Stated task
Copy the records verbatim, starting at the line that contains "Target: duckweed on water" and ending at the line that contains "x=754 y=485", with both of those lines included. Omit the pictures from your copy.

Recorded data
#####

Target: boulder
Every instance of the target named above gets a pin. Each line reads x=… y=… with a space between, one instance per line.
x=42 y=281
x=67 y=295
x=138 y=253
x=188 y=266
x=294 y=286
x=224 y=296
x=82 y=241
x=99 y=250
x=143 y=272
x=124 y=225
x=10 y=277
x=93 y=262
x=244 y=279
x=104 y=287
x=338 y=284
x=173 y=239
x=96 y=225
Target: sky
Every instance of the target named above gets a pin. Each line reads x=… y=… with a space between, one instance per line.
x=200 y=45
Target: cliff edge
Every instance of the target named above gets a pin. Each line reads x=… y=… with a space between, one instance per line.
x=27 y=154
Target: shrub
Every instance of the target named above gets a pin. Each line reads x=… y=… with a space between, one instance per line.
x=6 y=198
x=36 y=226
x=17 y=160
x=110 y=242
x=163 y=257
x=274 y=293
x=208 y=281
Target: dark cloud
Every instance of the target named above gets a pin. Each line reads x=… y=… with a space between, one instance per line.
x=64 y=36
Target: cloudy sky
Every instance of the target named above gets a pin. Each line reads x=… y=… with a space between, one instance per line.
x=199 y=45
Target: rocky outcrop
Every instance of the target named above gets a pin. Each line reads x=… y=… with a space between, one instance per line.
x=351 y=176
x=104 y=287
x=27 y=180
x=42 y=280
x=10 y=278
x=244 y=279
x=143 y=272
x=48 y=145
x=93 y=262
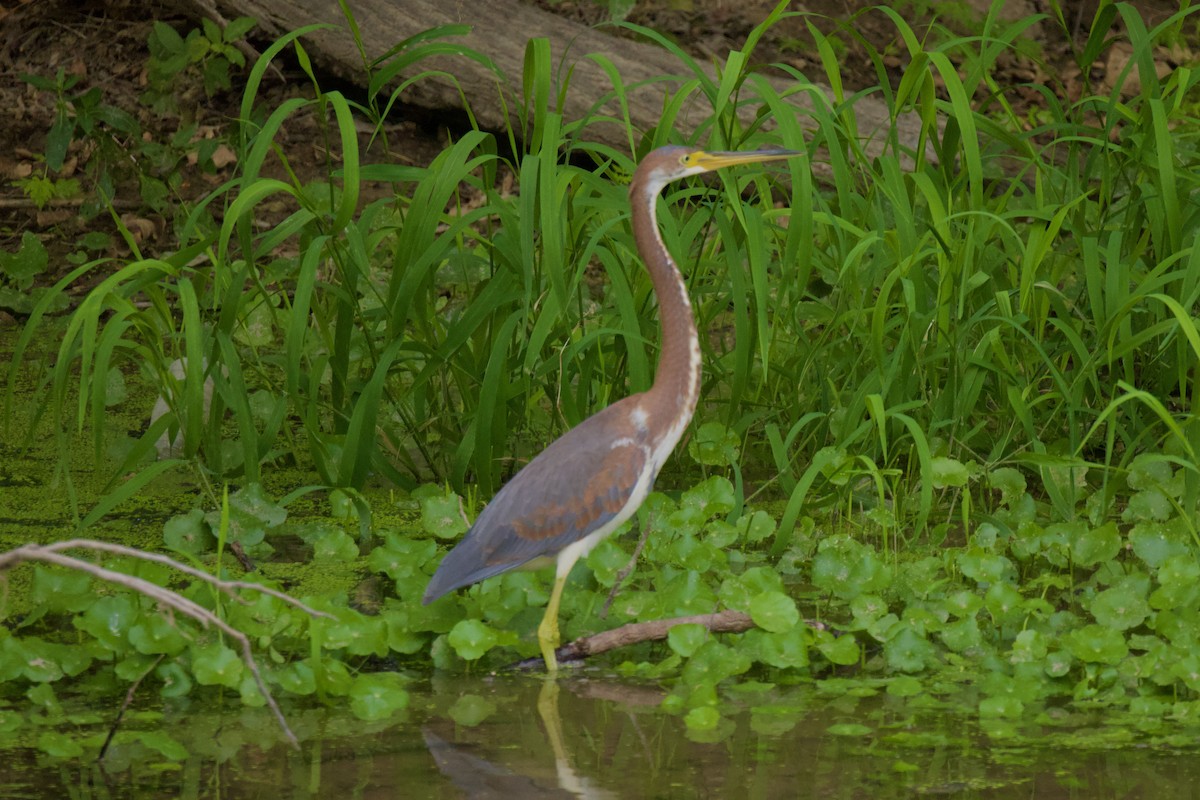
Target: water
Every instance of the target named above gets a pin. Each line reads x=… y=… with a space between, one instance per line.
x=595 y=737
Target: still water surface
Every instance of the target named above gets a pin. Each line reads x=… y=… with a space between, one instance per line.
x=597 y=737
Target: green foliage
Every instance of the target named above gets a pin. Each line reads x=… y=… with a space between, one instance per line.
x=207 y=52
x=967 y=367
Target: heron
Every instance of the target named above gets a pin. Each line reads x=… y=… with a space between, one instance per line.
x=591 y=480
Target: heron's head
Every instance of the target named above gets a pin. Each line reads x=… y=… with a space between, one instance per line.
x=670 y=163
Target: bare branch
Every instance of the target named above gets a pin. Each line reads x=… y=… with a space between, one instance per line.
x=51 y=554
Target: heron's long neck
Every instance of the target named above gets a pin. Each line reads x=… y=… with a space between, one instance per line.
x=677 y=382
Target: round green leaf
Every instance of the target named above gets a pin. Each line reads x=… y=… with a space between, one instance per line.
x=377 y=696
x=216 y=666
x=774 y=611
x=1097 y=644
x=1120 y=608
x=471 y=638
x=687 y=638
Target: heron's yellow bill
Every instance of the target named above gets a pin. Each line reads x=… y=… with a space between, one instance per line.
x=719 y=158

#####

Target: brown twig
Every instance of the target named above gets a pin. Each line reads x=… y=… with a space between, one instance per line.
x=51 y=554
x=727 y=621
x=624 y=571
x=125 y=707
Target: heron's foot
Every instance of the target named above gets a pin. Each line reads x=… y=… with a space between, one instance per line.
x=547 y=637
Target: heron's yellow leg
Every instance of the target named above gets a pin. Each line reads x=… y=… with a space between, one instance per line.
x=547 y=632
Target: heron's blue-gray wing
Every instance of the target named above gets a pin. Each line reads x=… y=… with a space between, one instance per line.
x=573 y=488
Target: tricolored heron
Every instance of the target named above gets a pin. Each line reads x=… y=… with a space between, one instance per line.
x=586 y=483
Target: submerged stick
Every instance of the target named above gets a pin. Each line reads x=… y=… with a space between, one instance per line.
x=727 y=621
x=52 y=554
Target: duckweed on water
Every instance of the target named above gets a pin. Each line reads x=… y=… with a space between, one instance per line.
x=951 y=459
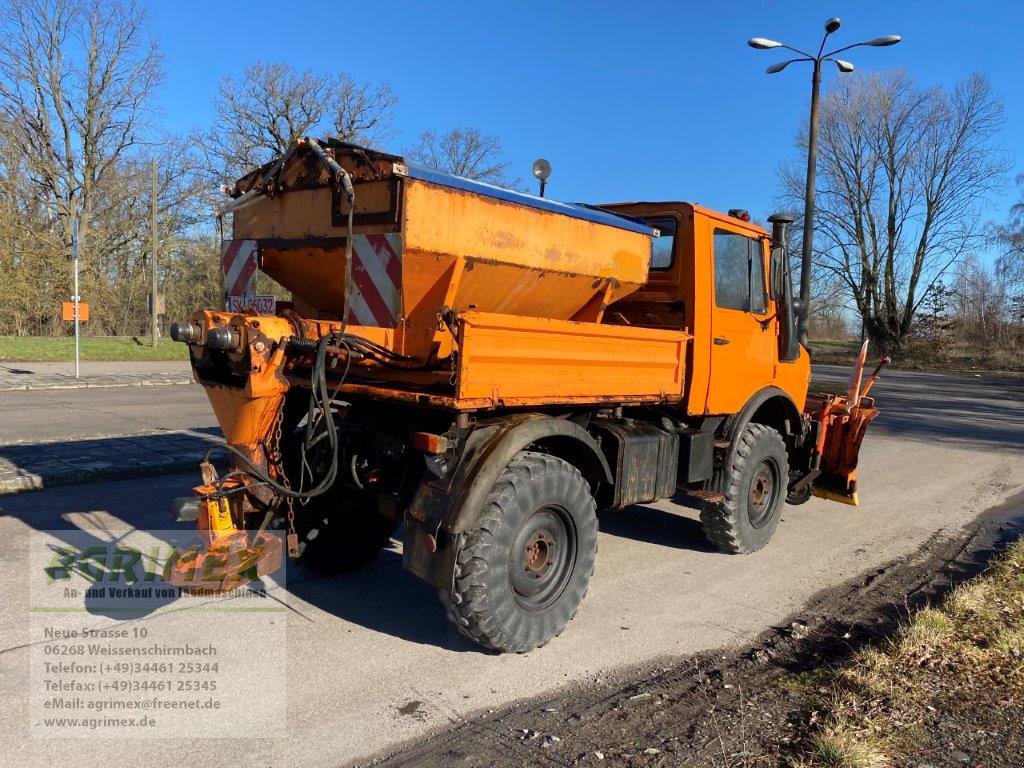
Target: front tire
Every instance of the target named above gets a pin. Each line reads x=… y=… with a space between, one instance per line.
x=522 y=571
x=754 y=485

#####

Right answer
Target: duckweed on water
Every instance of the target named above gets a pin. Each line reads x=… y=… with a space between, one instance per line.
x=951 y=459
Target: front tire
Every instance of the target named above gets a pin. Each line reads x=… y=… with a space between, one instance per line.
x=522 y=571
x=754 y=485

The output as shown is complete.